### [How to complete this task]
Output the records below again, precisely as they are written.

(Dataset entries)
——

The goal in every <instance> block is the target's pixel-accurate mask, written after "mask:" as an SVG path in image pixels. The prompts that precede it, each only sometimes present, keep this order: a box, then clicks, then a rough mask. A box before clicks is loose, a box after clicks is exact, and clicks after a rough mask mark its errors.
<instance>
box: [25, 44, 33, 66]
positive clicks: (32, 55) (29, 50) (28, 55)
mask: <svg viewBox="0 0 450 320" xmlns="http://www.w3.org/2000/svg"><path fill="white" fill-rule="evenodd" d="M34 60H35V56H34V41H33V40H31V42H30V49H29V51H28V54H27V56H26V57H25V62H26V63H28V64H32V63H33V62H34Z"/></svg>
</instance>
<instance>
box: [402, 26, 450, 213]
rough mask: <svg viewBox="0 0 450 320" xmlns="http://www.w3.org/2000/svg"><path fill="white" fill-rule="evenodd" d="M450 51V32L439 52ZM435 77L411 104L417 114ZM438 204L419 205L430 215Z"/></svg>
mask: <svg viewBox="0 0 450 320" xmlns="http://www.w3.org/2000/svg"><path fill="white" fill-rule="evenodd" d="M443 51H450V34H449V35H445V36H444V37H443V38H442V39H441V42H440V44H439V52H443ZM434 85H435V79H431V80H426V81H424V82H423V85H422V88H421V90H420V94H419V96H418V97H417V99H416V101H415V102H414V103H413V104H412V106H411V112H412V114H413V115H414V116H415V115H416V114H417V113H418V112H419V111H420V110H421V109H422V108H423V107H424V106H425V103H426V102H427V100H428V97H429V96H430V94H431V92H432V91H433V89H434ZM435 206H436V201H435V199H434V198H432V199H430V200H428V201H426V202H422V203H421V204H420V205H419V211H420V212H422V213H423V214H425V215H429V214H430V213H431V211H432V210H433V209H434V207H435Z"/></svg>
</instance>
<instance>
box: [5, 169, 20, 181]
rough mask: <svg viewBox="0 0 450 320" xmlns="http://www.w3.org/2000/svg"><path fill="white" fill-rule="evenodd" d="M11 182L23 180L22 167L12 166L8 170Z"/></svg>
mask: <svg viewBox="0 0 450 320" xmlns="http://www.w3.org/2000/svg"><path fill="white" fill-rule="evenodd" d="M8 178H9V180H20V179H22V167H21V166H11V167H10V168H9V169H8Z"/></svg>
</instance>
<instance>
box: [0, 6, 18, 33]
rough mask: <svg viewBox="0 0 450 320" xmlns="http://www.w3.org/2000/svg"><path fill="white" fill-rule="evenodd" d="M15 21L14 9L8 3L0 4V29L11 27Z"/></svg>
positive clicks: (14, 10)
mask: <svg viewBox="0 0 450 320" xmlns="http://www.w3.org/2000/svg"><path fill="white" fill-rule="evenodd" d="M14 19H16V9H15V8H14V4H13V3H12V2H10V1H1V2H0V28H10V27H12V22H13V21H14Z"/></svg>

——

### [Written reply]
The goal in every <instance> block is the target's pixel-accurate mask, written after "mask:" as an SVG path in image pixels. The prompts that precede it, each only sometimes present, keep this order: a box, then clicks, then a rough mask. A box before clicks is loose, a box after clicks is exact, and clicks after a rough mask mark its errors.
<instance>
box: [25, 44, 33, 66]
positive clicks: (32, 55) (29, 50) (28, 55)
mask: <svg viewBox="0 0 450 320" xmlns="http://www.w3.org/2000/svg"><path fill="white" fill-rule="evenodd" d="M34 60H35V56H34V41H33V40H31V42H30V49H29V51H28V54H27V56H26V57H25V62H26V63H28V64H32V63H33V62H34Z"/></svg>
</instance>
<instance>
box: [402, 26, 450, 213]
rough mask: <svg viewBox="0 0 450 320" xmlns="http://www.w3.org/2000/svg"><path fill="white" fill-rule="evenodd" d="M450 51V32L439 52ZM435 77L411 104L417 114ZM438 204L419 205L430 215Z"/></svg>
mask: <svg viewBox="0 0 450 320" xmlns="http://www.w3.org/2000/svg"><path fill="white" fill-rule="evenodd" d="M443 51H450V34H449V35H445V36H444V37H443V38H442V39H441V42H440V44H439V52H443ZM434 85H435V79H431V80H426V81H424V82H423V85H422V88H421V90H420V94H419V96H418V97H417V99H416V101H415V102H414V103H413V104H412V106H411V112H412V114H413V115H414V116H415V115H416V114H417V113H418V112H419V111H420V110H421V109H422V108H423V107H424V106H425V103H426V102H427V100H428V97H429V96H430V94H431V92H432V91H433V89H434ZM435 206H436V201H435V199H434V198H432V199H430V200H428V201H426V202H422V203H421V204H420V205H419V211H420V212H422V213H423V214H425V215H429V214H430V213H431V211H432V210H433V209H434V207H435Z"/></svg>
</instance>
<instance>
box: [5, 169, 20, 181]
rough mask: <svg viewBox="0 0 450 320" xmlns="http://www.w3.org/2000/svg"><path fill="white" fill-rule="evenodd" d="M11 182L23 180L22 167L12 166L8 170Z"/></svg>
mask: <svg viewBox="0 0 450 320" xmlns="http://www.w3.org/2000/svg"><path fill="white" fill-rule="evenodd" d="M8 178H9V180H20V179H22V167H21V166H11V167H10V168H9V169H8Z"/></svg>
</instance>
<instance>
box: [0, 6, 18, 33]
rough mask: <svg viewBox="0 0 450 320" xmlns="http://www.w3.org/2000/svg"><path fill="white" fill-rule="evenodd" d="M15 21L14 9L8 3L0 4V29L11 27Z"/></svg>
positive clicks: (14, 10)
mask: <svg viewBox="0 0 450 320" xmlns="http://www.w3.org/2000/svg"><path fill="white" fill-rule="evenodd" d="M14 19H16V9H15V8H14V4H13V3H12V2H10V1H1V2H0V28H10V27H12V22H13V21H14Z"/></svg>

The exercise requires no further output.